*** Records to use
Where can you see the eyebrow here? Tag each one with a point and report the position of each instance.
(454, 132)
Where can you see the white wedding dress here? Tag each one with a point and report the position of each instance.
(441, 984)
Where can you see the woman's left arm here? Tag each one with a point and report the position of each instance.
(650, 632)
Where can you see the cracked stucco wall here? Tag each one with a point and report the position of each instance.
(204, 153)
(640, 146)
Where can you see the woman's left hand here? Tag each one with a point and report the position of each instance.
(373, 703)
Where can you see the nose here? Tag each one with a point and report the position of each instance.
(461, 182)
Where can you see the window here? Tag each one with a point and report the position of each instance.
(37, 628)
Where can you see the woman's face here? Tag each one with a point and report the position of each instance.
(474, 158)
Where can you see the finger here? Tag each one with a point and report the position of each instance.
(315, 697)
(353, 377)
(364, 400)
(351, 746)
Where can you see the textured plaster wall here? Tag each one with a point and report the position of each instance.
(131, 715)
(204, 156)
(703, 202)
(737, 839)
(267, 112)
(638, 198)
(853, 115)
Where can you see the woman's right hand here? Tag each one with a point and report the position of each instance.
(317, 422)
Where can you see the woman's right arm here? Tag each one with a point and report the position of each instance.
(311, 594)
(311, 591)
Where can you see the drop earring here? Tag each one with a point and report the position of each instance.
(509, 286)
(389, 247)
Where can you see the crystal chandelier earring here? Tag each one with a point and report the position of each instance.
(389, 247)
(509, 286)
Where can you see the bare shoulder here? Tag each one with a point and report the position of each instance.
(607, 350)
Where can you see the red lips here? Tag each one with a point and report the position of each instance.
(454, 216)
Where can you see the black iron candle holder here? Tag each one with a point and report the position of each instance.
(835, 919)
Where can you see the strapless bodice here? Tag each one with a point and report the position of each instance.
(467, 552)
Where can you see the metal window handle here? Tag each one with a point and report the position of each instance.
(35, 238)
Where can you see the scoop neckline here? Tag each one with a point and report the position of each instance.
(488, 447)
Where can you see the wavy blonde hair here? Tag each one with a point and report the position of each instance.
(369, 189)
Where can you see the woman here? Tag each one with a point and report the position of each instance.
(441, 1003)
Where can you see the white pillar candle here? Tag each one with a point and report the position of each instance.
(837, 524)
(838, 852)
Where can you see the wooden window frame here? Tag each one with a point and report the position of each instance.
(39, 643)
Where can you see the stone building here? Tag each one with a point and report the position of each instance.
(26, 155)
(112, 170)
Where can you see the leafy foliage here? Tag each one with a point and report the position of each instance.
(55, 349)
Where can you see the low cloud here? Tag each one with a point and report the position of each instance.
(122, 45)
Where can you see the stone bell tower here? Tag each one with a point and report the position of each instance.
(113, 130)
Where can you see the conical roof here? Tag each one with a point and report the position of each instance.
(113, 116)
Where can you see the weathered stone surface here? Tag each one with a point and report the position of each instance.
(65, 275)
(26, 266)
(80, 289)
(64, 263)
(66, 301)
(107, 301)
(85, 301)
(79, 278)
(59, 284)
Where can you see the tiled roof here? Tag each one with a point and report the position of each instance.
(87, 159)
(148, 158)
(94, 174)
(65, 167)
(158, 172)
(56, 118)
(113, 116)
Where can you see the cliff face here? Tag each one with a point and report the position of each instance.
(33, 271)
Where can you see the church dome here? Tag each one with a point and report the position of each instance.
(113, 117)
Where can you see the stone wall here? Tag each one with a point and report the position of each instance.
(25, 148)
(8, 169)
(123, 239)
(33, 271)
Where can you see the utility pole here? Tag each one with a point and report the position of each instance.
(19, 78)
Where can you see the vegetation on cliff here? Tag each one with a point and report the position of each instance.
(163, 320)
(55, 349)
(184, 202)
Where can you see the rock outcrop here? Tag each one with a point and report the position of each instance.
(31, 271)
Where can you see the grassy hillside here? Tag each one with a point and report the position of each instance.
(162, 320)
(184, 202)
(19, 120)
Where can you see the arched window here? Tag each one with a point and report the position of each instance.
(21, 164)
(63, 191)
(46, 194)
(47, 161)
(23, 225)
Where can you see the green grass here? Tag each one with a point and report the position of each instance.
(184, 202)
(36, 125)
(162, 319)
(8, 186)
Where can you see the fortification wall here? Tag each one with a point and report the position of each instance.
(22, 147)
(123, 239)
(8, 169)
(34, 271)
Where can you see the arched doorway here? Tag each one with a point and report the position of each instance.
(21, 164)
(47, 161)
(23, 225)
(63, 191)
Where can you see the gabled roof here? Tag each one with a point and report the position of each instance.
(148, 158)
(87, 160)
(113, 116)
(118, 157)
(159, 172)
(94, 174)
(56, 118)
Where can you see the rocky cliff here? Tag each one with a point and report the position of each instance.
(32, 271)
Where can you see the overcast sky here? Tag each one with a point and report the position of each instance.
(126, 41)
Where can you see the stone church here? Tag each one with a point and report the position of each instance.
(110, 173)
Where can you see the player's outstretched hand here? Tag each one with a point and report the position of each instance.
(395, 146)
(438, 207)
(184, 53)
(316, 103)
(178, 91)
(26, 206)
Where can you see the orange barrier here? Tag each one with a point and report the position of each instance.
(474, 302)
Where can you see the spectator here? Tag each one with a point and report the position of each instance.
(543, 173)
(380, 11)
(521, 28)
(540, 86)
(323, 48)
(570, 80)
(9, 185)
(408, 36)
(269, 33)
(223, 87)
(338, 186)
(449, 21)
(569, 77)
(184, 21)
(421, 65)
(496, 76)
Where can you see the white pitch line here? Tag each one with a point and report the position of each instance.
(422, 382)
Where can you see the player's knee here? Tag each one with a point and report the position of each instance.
******
### [Your task]
Reproduce the line that contains "Where can you see the white pitch" and each line after it through the last line of the entries above, exactly; leave out all earlier lines.

### [Answer area]
Where can you see the white pitch line here? Tag each one with a point and report the position of each instance.
(422, 382)
Where can you see the player's knee here? Tag each one with a point and report the position of each instance.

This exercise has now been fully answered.